### GIVEN DATA
>>>>>

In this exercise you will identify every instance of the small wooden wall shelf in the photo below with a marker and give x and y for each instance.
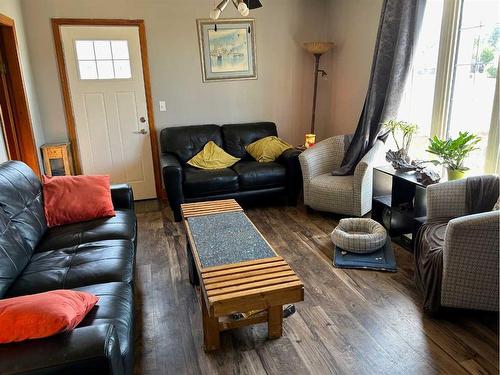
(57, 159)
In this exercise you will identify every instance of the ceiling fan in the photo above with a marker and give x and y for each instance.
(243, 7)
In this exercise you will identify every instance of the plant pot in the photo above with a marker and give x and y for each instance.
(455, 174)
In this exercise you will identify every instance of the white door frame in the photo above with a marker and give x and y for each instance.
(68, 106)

<<<<<
>>>>>

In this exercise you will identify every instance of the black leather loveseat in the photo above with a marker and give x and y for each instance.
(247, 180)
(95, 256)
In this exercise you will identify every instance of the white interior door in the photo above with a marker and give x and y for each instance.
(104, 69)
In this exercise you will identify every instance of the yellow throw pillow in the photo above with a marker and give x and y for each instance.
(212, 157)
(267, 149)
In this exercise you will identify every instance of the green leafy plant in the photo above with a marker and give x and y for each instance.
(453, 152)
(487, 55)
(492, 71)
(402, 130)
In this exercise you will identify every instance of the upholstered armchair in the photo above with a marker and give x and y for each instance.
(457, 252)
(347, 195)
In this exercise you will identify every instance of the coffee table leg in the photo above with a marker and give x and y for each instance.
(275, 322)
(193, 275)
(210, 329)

<<<<<
>>>>>

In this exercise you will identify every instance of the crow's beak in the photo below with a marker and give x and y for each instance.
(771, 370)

<<<<<

### EXERCISE DIRECTIONS
Gather every line of the entries above that contains the string "below". Case matters.

### CORRECT RESULT
In this exercise you will identify every instance of the small wooden wall shelf in the photo below with a marker and give x and y for each instance.
In this exercise you will identify every instance of the crow's beak in the photo below with a marker and give x and y for each instance.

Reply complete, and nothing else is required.